▶ **Given exercise 1**: From the article on the lightning strike in Mexico, extract the part that opens with the words containing "Deadly lightning strike" and closes with "struck by lightning.".
▶ **Given exercise 2**: In the article on the lightning strike in Mexico, under what kind of tree did the Ramírez family take shelter from the downpour?
▶ **Given exercise 3**: Translate this sentence from the article on the lightning strike in Mexico into Spanish: "Mexico has the worst lightning death rate in the Americas."

------ Selected passage

Deadly lightning strike in Mexico reveals plight of poorest citizens

This article is more than 8 years old
in Mexico City

Mexico has the worst lightning death rate in the Americas. Report uncovers government’s failure to implement strategies to safeguard isolated communities

It was mid-afternoon when a huge boom of thunder startled the Ramírez family as they tended their maize crops in the tiny mountainous community of El Encinal, in Mexico’s central state of Guanajuato.

The family, four adult sisters and their five children, sought shelter from the sudden torrential downpour under a squat mesquite tree – and it was there, as they covered their heads with flimsy sheets of plastic, that they were struck by lightning.

Three of the women and four children died in the lightning strike last Friday. The other two, an eight-year-old boy and 26-year-old woman survived with burns.

------------
------ Given entries

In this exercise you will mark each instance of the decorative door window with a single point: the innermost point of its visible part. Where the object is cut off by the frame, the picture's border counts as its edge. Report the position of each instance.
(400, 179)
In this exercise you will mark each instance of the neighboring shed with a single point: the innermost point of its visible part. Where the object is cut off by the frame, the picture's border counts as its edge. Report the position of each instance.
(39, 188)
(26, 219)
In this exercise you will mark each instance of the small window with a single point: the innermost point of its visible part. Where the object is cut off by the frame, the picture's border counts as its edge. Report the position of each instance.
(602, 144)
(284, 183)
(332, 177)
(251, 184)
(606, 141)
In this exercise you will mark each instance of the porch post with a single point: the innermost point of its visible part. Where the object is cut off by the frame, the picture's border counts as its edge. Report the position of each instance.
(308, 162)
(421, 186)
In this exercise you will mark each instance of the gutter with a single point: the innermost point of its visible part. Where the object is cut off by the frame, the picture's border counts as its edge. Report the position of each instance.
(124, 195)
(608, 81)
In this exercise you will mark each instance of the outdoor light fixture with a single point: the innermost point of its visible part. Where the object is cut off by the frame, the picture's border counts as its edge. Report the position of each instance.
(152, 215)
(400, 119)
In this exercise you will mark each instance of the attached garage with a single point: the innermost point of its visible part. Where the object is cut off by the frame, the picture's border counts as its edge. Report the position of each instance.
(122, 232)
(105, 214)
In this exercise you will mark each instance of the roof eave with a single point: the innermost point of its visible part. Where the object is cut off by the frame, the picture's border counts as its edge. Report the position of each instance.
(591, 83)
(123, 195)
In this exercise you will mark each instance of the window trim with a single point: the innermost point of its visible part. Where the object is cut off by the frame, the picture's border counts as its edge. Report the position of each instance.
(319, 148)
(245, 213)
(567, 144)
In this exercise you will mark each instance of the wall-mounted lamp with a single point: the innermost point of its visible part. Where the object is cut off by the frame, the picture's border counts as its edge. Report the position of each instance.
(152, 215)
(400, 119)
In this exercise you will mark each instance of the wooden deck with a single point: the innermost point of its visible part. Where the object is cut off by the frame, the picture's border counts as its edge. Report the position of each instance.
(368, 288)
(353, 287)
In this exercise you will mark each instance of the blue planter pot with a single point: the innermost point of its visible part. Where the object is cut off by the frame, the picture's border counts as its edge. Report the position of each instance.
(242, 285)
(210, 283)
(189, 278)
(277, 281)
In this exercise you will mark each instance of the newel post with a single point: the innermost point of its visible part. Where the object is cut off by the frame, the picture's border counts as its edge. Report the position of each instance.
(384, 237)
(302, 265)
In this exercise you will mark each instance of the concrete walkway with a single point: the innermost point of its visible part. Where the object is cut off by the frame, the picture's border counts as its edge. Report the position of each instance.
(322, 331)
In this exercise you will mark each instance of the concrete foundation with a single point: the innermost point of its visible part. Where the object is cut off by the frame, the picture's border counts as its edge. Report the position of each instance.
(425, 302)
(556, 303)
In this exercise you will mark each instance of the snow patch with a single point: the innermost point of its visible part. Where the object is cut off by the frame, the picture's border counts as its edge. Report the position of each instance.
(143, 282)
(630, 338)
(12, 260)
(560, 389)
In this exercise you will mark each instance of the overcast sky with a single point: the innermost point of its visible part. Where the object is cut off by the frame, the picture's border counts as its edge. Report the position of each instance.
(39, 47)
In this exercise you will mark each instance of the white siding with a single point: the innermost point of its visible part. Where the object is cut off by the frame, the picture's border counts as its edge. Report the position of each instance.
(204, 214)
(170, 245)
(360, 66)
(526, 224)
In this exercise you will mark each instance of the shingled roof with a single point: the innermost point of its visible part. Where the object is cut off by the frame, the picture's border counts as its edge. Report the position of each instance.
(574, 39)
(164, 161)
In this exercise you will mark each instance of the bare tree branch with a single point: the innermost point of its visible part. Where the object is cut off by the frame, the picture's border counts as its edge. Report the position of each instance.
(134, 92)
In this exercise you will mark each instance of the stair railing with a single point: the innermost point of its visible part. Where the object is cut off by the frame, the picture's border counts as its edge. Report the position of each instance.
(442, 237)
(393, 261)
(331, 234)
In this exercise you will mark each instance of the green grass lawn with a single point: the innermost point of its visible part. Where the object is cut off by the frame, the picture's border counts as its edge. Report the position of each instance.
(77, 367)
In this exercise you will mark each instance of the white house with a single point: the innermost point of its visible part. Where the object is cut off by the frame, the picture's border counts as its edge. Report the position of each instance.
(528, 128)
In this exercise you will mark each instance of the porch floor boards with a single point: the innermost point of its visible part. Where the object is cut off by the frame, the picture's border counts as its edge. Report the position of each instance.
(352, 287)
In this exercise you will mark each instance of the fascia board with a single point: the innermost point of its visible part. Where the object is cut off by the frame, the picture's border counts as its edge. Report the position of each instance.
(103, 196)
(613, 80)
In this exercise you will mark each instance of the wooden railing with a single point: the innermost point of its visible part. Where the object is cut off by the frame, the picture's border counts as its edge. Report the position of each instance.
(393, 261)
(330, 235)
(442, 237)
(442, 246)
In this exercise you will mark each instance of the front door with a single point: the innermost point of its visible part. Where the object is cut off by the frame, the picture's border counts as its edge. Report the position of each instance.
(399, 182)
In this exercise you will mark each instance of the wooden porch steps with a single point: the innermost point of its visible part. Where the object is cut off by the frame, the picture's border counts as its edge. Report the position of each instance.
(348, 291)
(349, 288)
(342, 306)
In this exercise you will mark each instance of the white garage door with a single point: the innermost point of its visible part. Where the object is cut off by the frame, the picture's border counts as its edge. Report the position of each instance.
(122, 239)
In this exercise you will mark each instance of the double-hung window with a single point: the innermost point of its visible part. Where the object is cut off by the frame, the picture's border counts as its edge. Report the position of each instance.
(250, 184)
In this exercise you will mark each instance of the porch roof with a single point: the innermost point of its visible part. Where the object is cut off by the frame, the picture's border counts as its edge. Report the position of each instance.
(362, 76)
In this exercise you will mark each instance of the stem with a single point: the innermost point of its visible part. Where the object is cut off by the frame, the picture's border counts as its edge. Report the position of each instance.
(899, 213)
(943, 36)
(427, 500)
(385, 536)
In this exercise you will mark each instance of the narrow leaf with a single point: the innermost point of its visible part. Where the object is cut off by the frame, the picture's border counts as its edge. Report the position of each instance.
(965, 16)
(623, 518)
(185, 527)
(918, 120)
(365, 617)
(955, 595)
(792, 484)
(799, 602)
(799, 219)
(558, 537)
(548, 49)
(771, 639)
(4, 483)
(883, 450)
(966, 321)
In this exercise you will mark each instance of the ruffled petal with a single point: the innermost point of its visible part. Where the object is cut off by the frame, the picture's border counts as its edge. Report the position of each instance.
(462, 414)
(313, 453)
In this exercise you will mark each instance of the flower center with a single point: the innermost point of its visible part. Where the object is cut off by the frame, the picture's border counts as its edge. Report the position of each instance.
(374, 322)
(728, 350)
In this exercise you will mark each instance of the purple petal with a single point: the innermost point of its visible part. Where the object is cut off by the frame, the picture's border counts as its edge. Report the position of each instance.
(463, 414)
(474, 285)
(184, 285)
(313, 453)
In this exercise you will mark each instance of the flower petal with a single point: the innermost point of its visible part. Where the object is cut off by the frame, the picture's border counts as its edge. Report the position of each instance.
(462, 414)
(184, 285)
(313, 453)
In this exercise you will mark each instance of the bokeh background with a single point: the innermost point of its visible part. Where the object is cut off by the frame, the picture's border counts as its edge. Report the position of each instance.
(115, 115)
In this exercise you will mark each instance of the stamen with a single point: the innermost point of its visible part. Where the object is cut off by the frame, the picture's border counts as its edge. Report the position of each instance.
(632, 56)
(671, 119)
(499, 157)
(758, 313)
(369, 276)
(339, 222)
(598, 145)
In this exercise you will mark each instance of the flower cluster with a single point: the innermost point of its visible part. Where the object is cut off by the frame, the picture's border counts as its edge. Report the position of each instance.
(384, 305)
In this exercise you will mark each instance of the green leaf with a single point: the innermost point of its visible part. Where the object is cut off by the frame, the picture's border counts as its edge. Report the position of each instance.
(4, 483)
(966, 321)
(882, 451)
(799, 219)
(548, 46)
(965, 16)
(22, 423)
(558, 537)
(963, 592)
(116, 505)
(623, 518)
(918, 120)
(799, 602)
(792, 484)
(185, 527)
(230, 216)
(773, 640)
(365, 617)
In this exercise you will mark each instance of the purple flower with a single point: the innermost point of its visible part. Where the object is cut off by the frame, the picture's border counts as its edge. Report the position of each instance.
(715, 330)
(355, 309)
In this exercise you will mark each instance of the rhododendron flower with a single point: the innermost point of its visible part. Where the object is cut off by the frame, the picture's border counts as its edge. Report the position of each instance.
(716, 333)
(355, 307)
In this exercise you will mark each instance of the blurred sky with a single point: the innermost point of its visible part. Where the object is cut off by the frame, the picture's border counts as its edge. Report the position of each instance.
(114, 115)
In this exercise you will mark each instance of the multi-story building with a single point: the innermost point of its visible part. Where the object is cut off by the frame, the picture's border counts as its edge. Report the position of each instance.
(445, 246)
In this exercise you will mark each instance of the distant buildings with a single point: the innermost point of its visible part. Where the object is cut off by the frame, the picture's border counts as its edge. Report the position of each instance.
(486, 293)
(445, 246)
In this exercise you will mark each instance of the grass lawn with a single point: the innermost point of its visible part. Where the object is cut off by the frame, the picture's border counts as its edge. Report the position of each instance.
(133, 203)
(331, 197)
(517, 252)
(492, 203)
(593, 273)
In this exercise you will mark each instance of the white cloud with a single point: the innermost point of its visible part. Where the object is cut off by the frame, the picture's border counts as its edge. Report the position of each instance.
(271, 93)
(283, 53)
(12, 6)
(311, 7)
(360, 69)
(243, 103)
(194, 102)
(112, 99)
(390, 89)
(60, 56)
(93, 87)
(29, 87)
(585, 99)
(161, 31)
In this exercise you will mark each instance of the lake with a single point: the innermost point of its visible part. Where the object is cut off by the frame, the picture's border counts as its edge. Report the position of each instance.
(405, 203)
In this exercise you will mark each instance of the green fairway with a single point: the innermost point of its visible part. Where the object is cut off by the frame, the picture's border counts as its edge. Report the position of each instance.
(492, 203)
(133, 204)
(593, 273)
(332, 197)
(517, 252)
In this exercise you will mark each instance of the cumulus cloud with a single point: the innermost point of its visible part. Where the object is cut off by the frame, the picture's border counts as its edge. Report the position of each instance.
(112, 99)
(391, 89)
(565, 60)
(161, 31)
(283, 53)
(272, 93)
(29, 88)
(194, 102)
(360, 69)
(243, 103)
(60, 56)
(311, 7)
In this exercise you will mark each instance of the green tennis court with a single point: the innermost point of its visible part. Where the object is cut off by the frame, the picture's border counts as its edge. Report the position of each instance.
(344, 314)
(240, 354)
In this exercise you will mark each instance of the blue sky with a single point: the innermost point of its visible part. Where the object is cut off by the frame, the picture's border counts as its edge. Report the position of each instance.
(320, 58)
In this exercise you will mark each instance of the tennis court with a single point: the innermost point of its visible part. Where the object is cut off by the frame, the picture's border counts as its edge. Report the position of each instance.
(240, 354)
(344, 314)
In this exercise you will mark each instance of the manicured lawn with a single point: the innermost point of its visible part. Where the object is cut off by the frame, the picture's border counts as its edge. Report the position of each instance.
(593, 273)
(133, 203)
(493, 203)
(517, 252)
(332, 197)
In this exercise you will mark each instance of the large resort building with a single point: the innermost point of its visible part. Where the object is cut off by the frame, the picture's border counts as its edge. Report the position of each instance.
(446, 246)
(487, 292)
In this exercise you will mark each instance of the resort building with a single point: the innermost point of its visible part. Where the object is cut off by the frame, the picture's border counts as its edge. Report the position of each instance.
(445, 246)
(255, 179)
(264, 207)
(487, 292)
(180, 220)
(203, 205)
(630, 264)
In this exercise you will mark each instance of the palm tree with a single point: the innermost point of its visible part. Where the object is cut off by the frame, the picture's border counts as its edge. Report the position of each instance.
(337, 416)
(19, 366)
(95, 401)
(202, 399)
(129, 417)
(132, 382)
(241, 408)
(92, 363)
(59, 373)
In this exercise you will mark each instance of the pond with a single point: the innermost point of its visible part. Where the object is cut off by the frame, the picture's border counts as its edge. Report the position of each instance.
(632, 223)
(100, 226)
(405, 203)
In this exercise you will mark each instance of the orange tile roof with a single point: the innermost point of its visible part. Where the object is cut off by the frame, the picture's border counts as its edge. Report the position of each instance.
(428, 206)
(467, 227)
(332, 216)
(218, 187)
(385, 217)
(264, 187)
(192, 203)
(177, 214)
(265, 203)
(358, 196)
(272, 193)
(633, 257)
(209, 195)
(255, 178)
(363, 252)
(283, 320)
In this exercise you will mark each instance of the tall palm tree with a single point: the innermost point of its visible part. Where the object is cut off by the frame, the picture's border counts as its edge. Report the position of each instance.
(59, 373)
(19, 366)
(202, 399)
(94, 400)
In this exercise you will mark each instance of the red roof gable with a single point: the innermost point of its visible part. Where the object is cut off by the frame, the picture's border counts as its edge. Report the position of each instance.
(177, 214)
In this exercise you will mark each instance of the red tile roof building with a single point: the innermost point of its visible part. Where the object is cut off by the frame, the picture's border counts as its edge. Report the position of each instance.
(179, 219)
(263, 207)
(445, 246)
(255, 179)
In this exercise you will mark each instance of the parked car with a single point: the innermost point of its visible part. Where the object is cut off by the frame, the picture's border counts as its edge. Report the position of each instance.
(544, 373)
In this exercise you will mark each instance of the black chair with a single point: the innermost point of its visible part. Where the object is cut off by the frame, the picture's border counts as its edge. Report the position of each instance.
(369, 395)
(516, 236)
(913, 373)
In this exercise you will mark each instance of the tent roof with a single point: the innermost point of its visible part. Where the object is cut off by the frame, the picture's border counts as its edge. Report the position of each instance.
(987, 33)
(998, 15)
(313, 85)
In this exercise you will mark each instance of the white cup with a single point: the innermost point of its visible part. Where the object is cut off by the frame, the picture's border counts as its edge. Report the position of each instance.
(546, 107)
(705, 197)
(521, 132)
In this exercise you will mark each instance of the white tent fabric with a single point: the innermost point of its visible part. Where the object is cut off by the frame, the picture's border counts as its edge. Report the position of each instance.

------------

▶ **Final answer 1**:
Deadly lightning strike in Mexico reveals plight of poorest citizens

This article is more than 8 years old
in Mexico City

Mexico has the worst lightning death rate in the Americas. Report uncovers government’s failure to implement strategies to safeguard isolated communities

It was mid-afternoon when a huge boom of thunder startled the Ramírez family as they tended their maize crops in the tiny mountainous community of El Encinal, in Mexico’s central state of Guanajuato.

The family, four adult sisters and their five children, sought shelter from the sudden torrential downpour under a squat mesquite tree – and it was there, as they covered their heads with flimsy sheets of plastic, that they were struck by lightning.

▶ **Final answer 2**: A squat mesquite tree.

▶ **Final answer 3**: México tiene la peor tasa de mortalidad por rayos del continente americano.